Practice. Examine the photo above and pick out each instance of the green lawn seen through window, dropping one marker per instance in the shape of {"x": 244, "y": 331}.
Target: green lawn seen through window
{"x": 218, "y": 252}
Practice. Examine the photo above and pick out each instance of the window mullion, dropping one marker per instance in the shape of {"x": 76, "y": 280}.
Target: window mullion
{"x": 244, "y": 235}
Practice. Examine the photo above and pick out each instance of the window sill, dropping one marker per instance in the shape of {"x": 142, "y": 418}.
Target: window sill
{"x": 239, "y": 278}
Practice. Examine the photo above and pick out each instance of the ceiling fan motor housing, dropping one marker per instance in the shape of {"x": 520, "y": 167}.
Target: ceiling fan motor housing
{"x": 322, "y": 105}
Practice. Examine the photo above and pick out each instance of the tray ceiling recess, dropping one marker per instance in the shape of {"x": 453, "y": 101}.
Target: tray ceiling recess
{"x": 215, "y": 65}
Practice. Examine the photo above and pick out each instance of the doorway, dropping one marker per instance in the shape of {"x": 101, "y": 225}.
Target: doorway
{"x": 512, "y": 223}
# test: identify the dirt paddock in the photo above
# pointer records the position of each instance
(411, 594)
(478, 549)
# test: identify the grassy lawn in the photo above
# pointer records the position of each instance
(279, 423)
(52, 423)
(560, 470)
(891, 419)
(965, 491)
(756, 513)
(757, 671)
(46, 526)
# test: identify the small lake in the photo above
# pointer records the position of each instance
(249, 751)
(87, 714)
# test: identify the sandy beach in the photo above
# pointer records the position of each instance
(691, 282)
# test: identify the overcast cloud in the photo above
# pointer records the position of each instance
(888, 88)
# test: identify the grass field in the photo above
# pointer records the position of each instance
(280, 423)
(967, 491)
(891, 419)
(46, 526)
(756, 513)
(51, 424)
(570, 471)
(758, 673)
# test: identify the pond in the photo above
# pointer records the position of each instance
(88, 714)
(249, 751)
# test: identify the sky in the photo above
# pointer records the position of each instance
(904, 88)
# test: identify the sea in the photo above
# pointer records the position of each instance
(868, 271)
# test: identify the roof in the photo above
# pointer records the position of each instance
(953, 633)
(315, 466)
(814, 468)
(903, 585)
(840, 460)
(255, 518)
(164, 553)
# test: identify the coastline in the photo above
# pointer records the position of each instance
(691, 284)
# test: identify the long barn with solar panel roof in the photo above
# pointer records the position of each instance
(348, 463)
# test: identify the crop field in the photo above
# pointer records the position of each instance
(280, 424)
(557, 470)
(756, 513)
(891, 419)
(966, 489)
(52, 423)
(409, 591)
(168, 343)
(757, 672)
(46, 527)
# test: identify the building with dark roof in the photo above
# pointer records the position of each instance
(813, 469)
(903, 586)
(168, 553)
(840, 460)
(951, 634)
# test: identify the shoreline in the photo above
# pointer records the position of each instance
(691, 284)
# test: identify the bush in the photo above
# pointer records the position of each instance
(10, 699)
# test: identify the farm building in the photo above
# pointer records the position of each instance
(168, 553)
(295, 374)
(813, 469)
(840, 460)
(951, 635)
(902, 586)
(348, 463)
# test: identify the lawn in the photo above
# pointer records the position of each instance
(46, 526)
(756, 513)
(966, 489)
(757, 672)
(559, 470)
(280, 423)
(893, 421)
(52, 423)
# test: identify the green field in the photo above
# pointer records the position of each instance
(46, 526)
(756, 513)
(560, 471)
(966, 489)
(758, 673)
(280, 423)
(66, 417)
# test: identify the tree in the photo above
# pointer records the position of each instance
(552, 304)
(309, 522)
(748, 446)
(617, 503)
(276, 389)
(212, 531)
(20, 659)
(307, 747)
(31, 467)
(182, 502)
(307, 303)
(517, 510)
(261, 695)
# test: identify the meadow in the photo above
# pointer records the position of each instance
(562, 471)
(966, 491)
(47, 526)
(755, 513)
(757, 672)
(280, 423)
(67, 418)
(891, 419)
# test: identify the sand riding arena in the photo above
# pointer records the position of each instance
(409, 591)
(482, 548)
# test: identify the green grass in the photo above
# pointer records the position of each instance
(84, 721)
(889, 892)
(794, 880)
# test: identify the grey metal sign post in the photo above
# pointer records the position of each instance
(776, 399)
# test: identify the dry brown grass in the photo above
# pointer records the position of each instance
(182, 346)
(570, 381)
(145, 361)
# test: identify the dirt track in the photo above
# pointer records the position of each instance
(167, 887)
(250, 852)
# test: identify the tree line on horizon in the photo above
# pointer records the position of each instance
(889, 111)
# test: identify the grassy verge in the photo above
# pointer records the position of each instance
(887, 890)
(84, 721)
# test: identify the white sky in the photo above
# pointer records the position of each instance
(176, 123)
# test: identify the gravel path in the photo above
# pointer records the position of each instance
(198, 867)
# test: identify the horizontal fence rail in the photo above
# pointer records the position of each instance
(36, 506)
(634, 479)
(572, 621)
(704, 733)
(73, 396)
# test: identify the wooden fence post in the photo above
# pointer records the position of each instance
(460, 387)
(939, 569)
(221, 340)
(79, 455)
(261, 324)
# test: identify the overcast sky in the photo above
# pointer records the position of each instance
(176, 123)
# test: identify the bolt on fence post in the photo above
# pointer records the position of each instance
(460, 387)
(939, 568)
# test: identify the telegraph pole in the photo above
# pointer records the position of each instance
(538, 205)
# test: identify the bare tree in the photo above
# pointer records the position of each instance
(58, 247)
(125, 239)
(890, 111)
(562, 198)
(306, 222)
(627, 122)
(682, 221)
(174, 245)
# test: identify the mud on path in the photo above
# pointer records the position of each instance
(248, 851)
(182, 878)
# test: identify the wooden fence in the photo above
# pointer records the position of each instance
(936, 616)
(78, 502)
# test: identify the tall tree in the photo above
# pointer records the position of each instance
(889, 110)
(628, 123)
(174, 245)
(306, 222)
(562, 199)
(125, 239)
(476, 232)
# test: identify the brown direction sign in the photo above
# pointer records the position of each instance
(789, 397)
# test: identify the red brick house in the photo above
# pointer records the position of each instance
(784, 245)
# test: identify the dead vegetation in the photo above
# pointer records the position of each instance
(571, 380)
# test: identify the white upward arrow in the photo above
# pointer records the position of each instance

######

▶ Work required
Every line above that holds the string "sign" should be copied out.

▶ Output below
# test: identify the grey metal sign post in the photo above
# test: identify the brown direction sign in the photo above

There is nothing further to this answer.